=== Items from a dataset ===
::::::::
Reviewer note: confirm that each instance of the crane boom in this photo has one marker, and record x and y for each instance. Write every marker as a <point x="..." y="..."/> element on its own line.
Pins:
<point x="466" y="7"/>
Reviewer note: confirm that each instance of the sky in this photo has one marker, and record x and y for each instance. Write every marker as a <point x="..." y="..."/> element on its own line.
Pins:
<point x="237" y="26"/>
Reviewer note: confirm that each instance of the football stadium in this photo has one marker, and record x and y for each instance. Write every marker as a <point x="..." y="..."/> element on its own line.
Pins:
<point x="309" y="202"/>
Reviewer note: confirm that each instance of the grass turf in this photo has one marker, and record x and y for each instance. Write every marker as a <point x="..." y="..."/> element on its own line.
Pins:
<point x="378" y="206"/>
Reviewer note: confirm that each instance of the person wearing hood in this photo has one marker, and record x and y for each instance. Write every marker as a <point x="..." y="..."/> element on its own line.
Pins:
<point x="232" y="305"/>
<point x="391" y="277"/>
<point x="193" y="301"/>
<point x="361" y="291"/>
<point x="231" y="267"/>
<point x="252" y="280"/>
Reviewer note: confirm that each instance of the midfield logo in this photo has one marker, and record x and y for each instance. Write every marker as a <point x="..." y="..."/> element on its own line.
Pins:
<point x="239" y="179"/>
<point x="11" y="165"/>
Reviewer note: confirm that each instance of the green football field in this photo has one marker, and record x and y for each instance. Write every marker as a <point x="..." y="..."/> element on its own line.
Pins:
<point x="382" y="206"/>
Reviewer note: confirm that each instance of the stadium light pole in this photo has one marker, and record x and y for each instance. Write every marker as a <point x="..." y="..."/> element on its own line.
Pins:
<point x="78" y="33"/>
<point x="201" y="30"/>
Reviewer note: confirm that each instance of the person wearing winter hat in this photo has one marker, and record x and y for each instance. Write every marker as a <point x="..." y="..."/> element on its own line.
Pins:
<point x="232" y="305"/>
::::::::
=== Set task ===
Can you set out every line of the listing above as a numbered list, with blank lines left out?

=== Solution to this exercise ===
1. Reviewer note: confirm that each instance of the crane boom in this photo has one marker, and record x and y for each instance. Write every marker as a <point x="..." y="..."/> element on its own line.
2. Pins:
3. <point x="466" y="7"/>
4. Reviewer note: confirm that each instance of the sky in this photo has one marker, and record x and y for each instance. Write every marker as a <point x="..." y="..."/> element on its own line.
5. Pins:
6. <point x="237" y="26"/>
7. Reviewer note: confirm that each instance of the football stadium in this photo has one marker, and record x and y for each instance. Write every marker as a <point x="..." y="..."/> element on its own line.
8. Pins:
9. <point x="309" y="202"/>
10. Reviewer note: confirm that each instance of the grass turf in this photo has one marker, and record x and y for each instance. Write every marker as a <point x="..." y="..."/> element on its own line.
11. Pins:
12. <point x="378" y="206"/>
13. Reviewer note: confirm that each instance of the person wearing hood in this photo has one marker, and record x and y for each instance. Write every marker as a <point x="..." y="..."/> element on its own line.
14. Pins:
15. <point x="232" y="305"/>
16. <point x="391" y="277"/>
17. <point x="193" y="301"/>
18. <point x="361" y="291"/>
19. <point x="231" y="267"/>
20. <point x="252" y="280"/>
21. Reviewer note: confirm that each instance of the midfield logo in this photo has one marker, and record x and y for each instance. Write every marker as a <point x="..." y="..."/> element on its own line.
22. Pins:
23. <point x="239" y="179"/>
24. <point x="11" y="165"/>
25. Reviewer note: confirm that each instance of the green football field in this photo has one marker, and record x and y for each instance. Write every marker as a <point x="..." y="..."/> element on its own line.
26. Pins:
27. <point x="382" y="206"/>
28. Reviewer note: confirm that each instance of the stadium light pole in this photo has one marker, and record x and y for each instance. Write every marker as a <point x="..." y="..."/> element on its own line.
29. Pins:
30. <point x="78" y="33"/>
31. <point x="201" y="30"/>
32. Reviewer note: confirm that each instance of the person wearing winter hat in this photo has one marker, and record x and y for each instance. Write every marker as a <point x="..." y="..."/> element on its own line.
33. Pins:
34. <point x="232" y="305"/>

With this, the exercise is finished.